_Selected excerpt_.
Where do pairs concentrate in similarity space?
The 10×10 grid maps structural similarity (X) against sequence similarity (Y) in 0.1-interval bins. The densest cell is at low structural and low sequence similarity — pairs with TM-score 0.10–0.15 and no BLASTP hit — containing 38.8M pairs (37.1% of the database).
Pair density across the structural × sequence similarity landscape (log₁₀ scale)

Do structure and sequence alignments cover the same regions?
Among the 1.5M pairs with a BLASTP hit, StructomeDB retains both the Foldseek and BLASTP alignment windows — enabling direct comparison of which protein regions each tool detected. At ±10 residue tolerance, 71.6% are discordant — structure and sequence are highlighting different parts of the protein. This novel signal is highest in divergent candidates (94.4%).
Alignment discordance rate by quadrant (±10 residue tolerance)
Overall discordance at different tolerances
BLASTP similarity distribution (detectable pairs only)

How many pairs cross kingdom boundaries?
38.1% of unrelated pairs and 38.3% of convergent candidates span different domains of life — potential windows into convergent evolution. In homologs, cross-kingdom pairs are enriched for Bacteria × Eukaryota comparisons.
Same-domain vs cross-kingdom pairs per quadrant

How large are the representative chains?
Representative chains range from 76 to 4,629 residues, with a mean of 299.9 and median of 245 residues. 73% are fully gapless structures.
76 min chain length (residues)
245 median chain length
4,629 max chain length (residues)
Gapless vs gapped representative chains

What sets StructomeDB apart?
Every existing tool requires you to submit a query and search — StructomeDB is the precomputed matrix. All 104.5M structurally detected pairs are already calculated, annotated, and ready to retrieve. No other resource allows you to simultaneously interrogate both structural and sequence similarity across the entire experimental PDB, set your own thresholds, and export reproducible labelled datasets for downstream analysis or machine learning — without running a single search.

_Extracted information_.
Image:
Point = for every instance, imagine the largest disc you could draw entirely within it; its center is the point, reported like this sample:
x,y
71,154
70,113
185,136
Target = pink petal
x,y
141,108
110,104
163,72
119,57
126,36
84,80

_Exercises to complete_.
a) According to the StructomeDB overview, why can users retrieve pairs without submitting a query or running a search? Answer in one to three sentences.
b) What is the median length of the representative chains, according to the StructomeDB overview?
The data has no connection to the StructomeDB overview.

_Responses per task_.
a) StructomeDB is a precomputed matrix. All 104.5M structurally detected pairs have already been calculated, annotated and made ready to retrieve.

b) 245 residues.